And while I was thinking earlier about sharks, it doesn't really worry me.

So while this might be nonfiction, I've been lying to you from the very beginning.  I am one of those unreliable narrators they like to teach you about in lit classes:  I show you the world only the way I want you to see it, not the way it really is, or even the way I see it.  Only the way I want it to look to you.  I am manipulative.  I cannot be trusted.

The guys were laughing too loudly, and it started to freak me out.

And I lost my appetite.

Vitamin Water markets itself as having specific qualities attributed to the different flavors.  On my desk beside me is raspberry-apple flavored, enhanced with vitamin c and zinc.  The bottle assures me that it will work well in terms of 'defense.'  I feel sometimes like I need to be defended.

When animals are found inside of buildings - squirrels, bats, birds - they catch them and kill them.  You know, in case they have rabies.  Once I watched a bunch of jocks catch baby squirrels to turn loose on the top floor of a dorm.  I didn't stop them.  You see, the sound of jocks laughing often makes me wonder if they're going to try to catch me next.

Antisocial personality disorder, I'm told, is characterized by lack of remorse.  Children, you know, like Damien in The Omen, who are so cruel that they seem demonic.  Kurtz from Heart of Darkness.  The Joker.  Ah, Joker:  the world's first homicidal artist.  "Hunny, show the lady why you wear the mask."

I keep secrets because they often aren't mine to share, and because it was one of those things I learned as a child:  your business is nobody else's.

Sailor grandpa, you know:  loose lips sink ships.

This would have been a story about how listening to a group of guys eating chicken wings and laughing about torture made me feel.

But that would admit to having feelings.  That's generally, you know, why I write fiction:  I can lie without explaining what it was I was lying about.  The climax would have been the final shout of laughter as a cell phone playing a video was passed around two tables away from me.  The denouement would have been me walking away, feeling like the world is broken.

If there had been a post script, this would have been it.

**Entries:**

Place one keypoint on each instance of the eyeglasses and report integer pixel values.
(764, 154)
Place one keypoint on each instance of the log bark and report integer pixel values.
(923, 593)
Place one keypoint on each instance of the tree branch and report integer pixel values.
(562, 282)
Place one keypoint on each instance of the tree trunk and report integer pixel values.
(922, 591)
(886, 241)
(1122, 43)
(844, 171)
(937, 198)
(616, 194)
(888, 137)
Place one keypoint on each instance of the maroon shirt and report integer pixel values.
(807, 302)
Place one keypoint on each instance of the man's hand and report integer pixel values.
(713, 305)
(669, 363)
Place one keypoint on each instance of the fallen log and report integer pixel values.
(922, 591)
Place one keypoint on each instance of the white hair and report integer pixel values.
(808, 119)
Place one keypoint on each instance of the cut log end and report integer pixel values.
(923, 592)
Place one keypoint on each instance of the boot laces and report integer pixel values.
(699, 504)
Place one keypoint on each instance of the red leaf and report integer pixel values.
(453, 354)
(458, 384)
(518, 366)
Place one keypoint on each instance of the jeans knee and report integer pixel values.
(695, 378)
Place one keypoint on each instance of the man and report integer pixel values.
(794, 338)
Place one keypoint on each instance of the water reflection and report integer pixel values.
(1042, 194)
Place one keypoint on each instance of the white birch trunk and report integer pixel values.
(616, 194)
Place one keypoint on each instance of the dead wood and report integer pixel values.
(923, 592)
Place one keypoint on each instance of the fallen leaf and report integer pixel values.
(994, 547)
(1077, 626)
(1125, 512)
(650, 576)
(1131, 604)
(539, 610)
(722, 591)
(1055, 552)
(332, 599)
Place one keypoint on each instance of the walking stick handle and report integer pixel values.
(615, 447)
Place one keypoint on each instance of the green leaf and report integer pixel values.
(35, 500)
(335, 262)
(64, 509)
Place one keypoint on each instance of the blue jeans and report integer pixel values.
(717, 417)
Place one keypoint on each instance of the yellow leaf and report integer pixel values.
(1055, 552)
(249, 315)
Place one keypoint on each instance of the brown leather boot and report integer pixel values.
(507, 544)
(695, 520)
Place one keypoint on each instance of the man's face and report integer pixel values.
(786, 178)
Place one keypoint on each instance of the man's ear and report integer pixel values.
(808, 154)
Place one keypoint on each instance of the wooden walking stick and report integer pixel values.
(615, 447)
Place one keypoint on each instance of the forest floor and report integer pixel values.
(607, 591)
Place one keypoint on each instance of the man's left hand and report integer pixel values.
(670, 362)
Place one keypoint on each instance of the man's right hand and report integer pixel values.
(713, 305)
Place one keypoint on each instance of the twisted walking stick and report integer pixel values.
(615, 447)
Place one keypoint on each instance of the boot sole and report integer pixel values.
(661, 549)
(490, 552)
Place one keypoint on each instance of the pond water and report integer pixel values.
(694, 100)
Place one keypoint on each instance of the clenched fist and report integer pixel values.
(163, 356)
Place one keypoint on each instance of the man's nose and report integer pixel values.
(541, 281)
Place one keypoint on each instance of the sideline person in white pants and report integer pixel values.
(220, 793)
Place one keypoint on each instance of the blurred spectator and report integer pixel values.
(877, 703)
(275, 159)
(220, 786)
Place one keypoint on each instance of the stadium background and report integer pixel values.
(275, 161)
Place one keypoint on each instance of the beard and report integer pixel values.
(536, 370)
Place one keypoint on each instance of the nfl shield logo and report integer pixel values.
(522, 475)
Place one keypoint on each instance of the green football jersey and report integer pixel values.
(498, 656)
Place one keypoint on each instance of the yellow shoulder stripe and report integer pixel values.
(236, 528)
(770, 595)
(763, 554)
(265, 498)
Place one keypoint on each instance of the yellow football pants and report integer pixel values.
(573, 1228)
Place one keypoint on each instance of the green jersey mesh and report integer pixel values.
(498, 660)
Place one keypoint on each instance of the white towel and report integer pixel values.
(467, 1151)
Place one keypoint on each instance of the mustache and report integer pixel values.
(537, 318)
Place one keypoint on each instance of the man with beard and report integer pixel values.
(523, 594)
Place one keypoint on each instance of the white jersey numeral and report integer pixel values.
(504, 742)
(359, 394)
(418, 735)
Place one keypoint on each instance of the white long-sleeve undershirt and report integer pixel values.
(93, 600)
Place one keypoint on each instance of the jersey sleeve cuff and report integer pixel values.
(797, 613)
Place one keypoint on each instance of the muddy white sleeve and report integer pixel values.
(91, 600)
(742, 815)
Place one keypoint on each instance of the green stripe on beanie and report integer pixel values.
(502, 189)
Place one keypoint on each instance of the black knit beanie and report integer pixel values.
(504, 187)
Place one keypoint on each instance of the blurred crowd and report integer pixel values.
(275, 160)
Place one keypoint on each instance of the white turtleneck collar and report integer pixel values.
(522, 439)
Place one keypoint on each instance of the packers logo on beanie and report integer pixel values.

**What to do:** From the personal essay above, reproduce everything from "And I lost my" down to "to be defended.", word for word.

**Complete answer:**
And I lost my appetite.

Vitamin Water markets itself as having specific qualities attributed to the different flavors.  On my desk beside me is raspberry-apple flavored, enhanced with vitamin c and zinc.  The bottle assures me that it will work well in terms of 'defense.'  I feel sometimes like I need to be defended.